BEGIN Available records

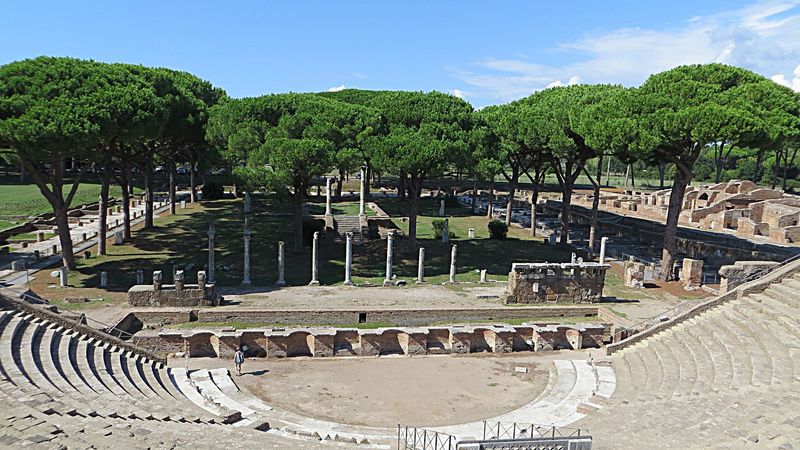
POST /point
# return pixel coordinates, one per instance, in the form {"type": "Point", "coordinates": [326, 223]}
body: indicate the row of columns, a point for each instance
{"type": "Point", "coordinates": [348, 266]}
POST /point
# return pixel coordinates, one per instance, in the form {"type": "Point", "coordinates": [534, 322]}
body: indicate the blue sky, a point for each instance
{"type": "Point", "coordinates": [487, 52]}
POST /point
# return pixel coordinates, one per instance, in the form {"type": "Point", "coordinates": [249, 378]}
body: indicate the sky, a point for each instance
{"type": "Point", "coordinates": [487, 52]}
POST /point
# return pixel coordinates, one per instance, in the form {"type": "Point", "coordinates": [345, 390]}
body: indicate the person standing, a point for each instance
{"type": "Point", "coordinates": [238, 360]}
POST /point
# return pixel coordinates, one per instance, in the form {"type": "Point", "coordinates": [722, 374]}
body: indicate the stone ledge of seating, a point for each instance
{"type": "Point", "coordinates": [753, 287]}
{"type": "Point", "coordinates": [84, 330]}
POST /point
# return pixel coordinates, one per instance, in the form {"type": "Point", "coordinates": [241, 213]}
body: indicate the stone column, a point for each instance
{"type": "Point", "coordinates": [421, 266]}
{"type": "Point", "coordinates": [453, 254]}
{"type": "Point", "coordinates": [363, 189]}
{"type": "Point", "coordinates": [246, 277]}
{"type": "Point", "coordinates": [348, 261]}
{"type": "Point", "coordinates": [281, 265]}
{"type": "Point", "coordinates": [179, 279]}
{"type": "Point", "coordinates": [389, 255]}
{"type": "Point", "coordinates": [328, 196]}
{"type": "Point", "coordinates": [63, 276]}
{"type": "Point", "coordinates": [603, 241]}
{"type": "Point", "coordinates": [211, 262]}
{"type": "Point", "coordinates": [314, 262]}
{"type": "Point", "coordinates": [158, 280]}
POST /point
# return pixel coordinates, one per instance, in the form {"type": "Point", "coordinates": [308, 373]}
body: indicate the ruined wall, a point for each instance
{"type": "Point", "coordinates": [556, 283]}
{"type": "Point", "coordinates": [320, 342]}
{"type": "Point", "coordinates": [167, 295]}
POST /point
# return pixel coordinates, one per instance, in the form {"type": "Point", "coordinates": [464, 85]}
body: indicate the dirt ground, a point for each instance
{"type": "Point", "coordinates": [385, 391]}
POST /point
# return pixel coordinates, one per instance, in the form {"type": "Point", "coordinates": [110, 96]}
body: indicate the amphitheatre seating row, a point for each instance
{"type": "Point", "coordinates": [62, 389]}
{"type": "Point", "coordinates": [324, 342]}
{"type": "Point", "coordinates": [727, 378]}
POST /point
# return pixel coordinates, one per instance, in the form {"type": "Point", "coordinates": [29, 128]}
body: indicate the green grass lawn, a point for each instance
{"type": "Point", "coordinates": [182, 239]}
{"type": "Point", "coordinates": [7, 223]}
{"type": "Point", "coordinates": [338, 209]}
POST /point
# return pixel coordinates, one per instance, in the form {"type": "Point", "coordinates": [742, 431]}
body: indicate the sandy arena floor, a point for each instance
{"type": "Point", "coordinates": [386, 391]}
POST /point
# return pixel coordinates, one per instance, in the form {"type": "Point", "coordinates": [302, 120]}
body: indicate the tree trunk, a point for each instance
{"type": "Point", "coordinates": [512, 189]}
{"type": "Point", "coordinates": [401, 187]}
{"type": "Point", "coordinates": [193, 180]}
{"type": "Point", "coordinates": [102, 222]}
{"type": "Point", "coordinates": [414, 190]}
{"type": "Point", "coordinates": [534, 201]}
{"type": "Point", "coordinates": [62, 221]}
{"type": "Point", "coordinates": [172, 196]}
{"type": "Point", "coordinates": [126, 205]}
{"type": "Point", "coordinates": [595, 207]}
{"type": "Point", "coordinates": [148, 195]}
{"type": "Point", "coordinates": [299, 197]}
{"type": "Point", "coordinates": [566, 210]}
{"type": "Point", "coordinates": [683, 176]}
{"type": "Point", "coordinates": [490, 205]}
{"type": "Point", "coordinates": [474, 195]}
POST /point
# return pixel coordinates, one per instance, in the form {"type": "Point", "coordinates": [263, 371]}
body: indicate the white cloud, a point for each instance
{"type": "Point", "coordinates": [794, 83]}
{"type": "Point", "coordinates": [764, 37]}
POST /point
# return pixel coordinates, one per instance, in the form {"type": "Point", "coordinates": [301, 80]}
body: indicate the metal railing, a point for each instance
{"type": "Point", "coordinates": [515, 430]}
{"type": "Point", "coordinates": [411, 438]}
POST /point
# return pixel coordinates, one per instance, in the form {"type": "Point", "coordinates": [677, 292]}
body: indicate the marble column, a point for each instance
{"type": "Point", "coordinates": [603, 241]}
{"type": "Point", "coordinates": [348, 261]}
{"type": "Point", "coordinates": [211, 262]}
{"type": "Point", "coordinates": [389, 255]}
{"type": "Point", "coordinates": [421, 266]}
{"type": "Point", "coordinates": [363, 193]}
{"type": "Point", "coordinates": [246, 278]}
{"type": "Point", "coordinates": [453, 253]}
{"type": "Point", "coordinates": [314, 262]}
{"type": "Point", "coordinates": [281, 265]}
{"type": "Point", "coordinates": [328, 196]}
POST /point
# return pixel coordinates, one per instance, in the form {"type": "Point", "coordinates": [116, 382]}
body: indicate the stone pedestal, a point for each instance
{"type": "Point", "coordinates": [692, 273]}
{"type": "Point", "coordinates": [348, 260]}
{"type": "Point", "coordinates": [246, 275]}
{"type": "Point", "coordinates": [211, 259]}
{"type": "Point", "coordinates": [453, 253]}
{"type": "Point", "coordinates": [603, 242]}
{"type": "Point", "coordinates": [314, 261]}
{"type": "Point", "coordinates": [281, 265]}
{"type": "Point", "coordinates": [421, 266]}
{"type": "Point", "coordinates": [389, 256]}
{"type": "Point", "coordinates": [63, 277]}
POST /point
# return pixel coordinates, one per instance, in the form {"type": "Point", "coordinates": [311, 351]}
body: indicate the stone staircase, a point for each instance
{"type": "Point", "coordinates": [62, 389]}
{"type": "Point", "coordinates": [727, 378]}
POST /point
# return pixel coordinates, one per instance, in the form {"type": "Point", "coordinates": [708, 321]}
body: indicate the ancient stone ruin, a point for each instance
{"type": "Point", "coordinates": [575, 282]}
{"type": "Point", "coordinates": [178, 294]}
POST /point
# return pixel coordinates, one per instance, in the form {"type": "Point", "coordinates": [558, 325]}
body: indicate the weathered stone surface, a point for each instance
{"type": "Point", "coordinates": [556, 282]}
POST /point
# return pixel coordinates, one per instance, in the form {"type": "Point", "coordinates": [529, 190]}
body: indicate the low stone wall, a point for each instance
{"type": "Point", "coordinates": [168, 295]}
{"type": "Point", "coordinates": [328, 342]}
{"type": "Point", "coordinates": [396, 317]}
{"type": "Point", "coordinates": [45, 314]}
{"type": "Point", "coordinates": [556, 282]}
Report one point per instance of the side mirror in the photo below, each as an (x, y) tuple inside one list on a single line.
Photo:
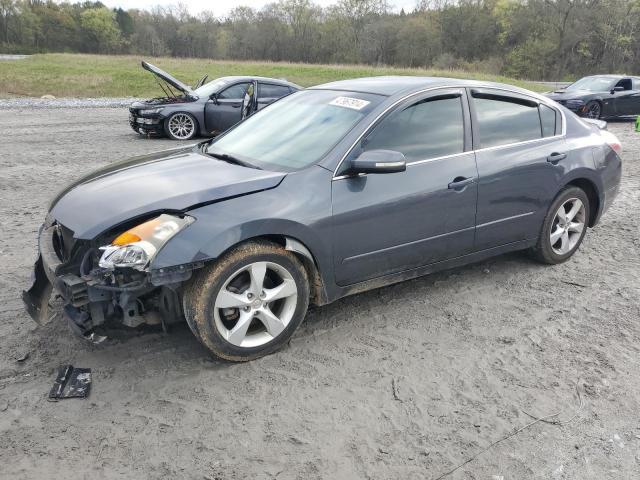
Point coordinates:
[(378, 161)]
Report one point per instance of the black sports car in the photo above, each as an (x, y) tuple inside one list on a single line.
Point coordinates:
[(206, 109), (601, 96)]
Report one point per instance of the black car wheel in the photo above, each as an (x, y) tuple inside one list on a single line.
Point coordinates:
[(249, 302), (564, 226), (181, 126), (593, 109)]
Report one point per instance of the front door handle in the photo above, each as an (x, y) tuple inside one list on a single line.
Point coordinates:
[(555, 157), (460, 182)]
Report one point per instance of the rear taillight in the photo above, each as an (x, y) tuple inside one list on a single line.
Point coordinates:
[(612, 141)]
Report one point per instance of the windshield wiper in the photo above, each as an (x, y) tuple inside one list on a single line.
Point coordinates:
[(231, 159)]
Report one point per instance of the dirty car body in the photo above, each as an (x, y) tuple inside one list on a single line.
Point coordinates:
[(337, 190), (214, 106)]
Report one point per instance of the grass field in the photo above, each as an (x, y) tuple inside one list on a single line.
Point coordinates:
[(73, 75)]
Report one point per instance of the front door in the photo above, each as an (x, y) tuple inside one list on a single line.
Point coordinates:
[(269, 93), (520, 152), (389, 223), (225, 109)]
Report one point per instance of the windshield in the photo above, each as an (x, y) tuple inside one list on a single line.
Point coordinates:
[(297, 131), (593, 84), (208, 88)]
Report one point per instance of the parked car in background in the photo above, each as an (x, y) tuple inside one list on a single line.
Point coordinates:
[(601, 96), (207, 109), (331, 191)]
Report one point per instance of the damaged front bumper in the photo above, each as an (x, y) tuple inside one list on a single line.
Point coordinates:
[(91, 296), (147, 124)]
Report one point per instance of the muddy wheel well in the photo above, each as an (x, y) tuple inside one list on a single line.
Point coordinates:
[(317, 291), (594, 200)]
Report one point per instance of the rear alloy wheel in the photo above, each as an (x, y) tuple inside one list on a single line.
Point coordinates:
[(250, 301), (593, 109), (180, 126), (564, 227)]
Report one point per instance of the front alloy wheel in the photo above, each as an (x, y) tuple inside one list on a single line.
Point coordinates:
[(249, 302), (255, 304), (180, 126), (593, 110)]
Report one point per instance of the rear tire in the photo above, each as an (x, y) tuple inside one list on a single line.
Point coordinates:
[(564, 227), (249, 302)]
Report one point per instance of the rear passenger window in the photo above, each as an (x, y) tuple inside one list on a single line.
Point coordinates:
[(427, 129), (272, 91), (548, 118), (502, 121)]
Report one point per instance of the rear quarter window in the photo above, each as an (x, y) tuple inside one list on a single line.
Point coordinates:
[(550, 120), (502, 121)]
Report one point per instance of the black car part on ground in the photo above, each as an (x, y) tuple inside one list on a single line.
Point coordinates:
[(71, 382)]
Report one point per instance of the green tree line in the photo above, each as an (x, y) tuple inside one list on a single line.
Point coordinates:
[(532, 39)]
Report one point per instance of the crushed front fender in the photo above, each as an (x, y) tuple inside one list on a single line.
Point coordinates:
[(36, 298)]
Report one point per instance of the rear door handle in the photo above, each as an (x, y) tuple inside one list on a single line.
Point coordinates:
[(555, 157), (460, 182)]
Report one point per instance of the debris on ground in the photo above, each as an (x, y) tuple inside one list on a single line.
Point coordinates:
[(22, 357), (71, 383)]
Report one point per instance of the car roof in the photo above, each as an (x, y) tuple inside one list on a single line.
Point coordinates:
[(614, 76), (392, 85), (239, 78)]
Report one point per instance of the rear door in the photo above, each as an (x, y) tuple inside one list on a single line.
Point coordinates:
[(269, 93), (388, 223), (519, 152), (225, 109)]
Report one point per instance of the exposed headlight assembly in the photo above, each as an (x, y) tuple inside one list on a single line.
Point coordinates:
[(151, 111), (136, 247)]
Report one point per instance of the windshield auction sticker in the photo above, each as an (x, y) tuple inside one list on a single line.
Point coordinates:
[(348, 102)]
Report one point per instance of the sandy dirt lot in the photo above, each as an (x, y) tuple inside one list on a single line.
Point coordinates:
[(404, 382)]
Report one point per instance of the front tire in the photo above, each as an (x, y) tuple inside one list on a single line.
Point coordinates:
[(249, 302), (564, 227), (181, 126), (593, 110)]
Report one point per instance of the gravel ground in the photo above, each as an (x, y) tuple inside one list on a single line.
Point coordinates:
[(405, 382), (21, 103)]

END Available records

* _What needs to be done_:
Copy out every line from the material above in which the word "door" appears.

* _Answer_:
Report one point per instance of the front door handle in the photo above, each as an (x, y) tuple inside one list on a single line.
Report one point per instance of the front door in the photo above, each as an (x, y) tuple inside one list on a single line.
Report one point per instance of the rear door handle in the photo above, each as an (x, y) tuple inside one list on a single line.
Report one point per instance of the rear door in the photo above, each as an (x, y) tuple inside one list on a single line.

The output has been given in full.